BEGIN Excerpt provided

At approximately 9 a.m. on the morning of 2 November 2004, Van Gogh was shot several times and had his throat slit while cycling to work. The perpetrator, 26-year-old Dutch-Moroccan citizen Mohammed Bouyeri, also injured some bystanders and left a note pinned to Van Gogh's stomach with a knife containing death threats to Ayaan Hirsi Ali, who went into hiding. The note also threatened Western countries and Jews, and referred to ideologies of the Egyptian organisation Jama'at al-Muslimin.

Bouyeri was apprehended by police after a chase. Authorities alleged that he had terrorist ties with the Dutch Islamist Hofstad Network. He was charged with the attempted murder of several police officers and bystanders, illegal possession of a firearm, and conspiring to murder others, including Hirsi Ali. He was convicted at trial on 26 July 2005, and sentenced to life in prison with no chance of parole.

The murder sparked outrage and grief throughout the Netherlands. Flowers, notes, drawings and other expressions of mourning were left at the scene of the murder.

END Excerpt provided
BEGIN Dataset

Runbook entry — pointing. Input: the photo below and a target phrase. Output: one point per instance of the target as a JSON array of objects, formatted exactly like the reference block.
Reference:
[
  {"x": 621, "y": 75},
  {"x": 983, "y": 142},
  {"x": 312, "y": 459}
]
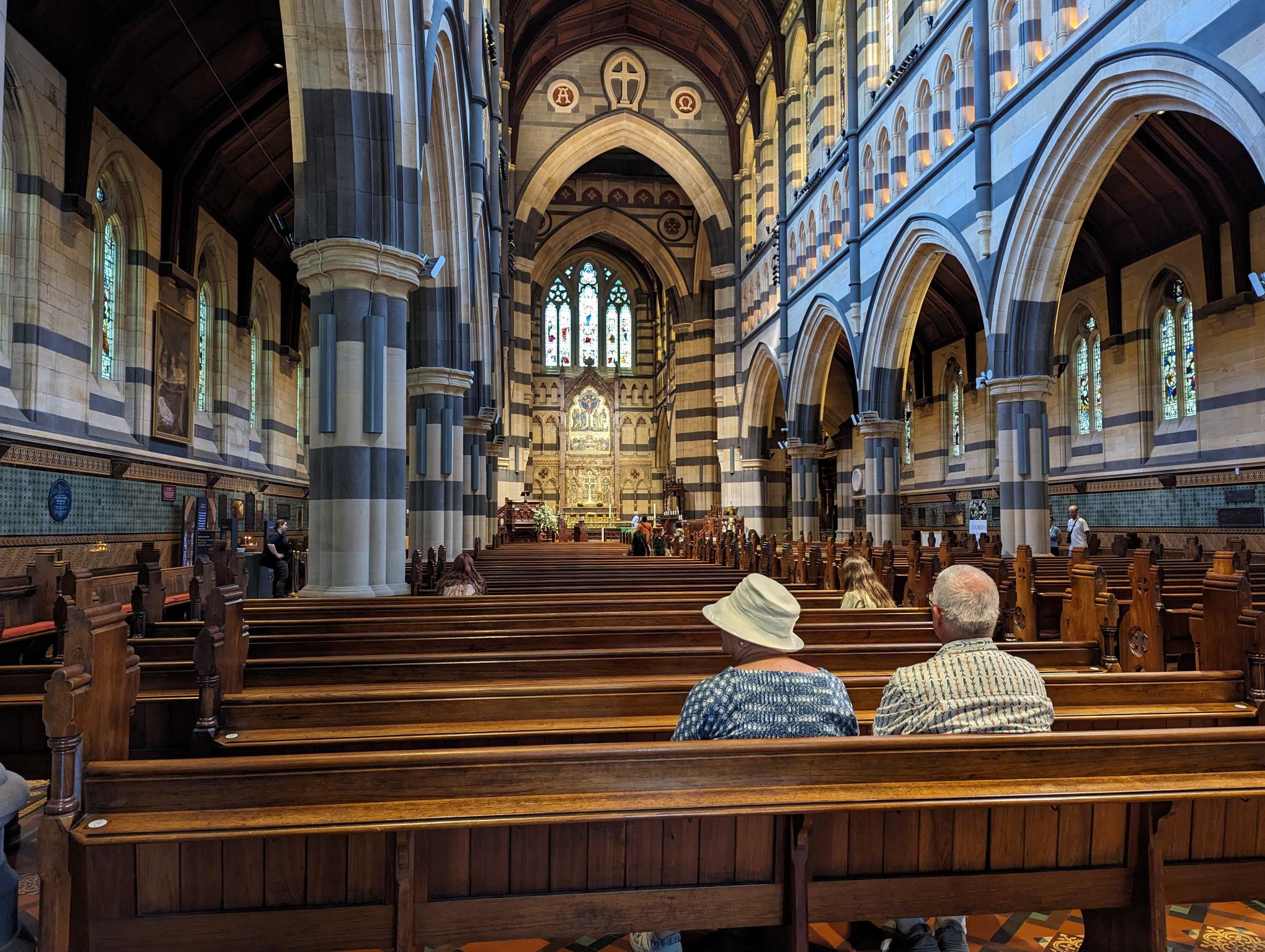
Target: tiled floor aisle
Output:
[{"x": 1226, "y": 927}]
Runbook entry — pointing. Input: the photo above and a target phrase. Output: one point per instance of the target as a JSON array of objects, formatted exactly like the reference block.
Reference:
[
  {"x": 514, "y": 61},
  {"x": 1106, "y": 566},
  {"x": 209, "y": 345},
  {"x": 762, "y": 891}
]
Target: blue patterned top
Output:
[{"x": 753, "y": 703}]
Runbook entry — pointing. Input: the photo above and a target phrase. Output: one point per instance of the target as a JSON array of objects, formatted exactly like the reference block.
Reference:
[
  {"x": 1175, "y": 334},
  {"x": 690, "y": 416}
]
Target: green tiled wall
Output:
[
  {"x": 1182, "y": 507},
  {"x": 100, "y": 506}
]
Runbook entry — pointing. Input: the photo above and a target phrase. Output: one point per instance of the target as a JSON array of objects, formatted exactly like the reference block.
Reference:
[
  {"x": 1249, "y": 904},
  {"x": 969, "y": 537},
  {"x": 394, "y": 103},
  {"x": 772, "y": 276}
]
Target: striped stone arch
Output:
[
  {"x": 810, "y": 366},
  {"x": 628, "y": 130},
  {"x": 894, "y": 310},
  {"x": 763, "y": 386},
  {"x": 618, "y": 224},
  {"x": 1087, "y": 136}
]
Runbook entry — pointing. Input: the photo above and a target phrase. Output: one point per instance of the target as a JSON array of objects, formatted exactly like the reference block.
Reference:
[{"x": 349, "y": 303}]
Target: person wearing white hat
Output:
[{"x": 766, "y": 694}]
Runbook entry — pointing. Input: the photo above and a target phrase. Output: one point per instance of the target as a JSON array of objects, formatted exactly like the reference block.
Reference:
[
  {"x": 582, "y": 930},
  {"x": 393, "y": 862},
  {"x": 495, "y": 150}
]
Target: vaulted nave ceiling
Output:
[
  {"x": 724, "y": 41},
  {"x": 140, "y": 65}
]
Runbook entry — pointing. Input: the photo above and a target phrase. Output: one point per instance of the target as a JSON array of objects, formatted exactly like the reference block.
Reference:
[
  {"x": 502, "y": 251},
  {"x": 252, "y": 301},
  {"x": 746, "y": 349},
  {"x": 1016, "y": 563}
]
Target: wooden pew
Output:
[
  {"x": 1226, "y": 625},
  {"x": 397, "y": 851},
  {"x": 27, "y": 609},
  {"x": 360, "y": 718}
]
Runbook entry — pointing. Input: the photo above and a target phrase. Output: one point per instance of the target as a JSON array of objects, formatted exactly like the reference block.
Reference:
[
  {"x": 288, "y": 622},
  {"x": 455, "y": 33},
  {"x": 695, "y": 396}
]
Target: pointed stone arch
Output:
[
  {"x": 618, "y": 224},
  {"x": 894, "y": 310},
  {"x": 628, "y": 130},
  {"x": 1086, "y": 138}
]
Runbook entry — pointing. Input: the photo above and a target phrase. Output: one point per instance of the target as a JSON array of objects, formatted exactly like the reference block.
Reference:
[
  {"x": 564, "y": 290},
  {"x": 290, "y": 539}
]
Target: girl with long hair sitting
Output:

END Dataset

> _Set of tasks_
A – According to the Van Gogh murder passage, on what date was Bouyeri convicted at trial?
B – Output the Van Gogh murder passage word for word from "Bouyeri was apprehended" to "of the murder.".
C – Please carry the Van Gogh murder passage forward from the point where it stops.
These records have nothing to do with the Van Gogh murder passage.

> _Replies_
A – He was convicted on 26 July 2005.

B –
Bouyeri was apprehended by police after a chase. Authorities alleged that he had terrorist ties with the Dutch Islamist Hofstad Network. He was charged with the attempted murder of several police officers and bystanders, illegal possession of a firearm, and conspiring to murder others, including Hirsi Ali. He was convicted at trial on 26 July 2005, and sentenced to life in prison with no chance of parole.

The murder sparked outrage and grief throughout the Netherlands. Flowers, notes, drawings and other expressions of mourning were left at the scene of the murder.

C –
=== Funeral ===
The cremation ceremony took place on 9 November. Fearing he might not survive a planned flight to New York, Van Gogh had spoken about his funeral wishes with friends shortly before his death. Maarten van Rossem was asked by Van Gogh's relatives to speak, something he found difficult in that he wanted to avoid sounding apocalyptic. Van Gogh's father suggested that his son would have liked the media attention provoked by his murder.

=== Aftermath ===
The day after the murder, Dutch police arrested eight people allegedly belonging to a group later referred to as the Hofstad Network. Six detainees were Dutch-Moroccans, one was Dutch-Algerian, and one had dual Spanish-Moroccan nationality. The Dutch Complaints Bureau for Discrimination on the Internet (MDI) received many complaints about websites allegedly praising the murder and making death threats against other people.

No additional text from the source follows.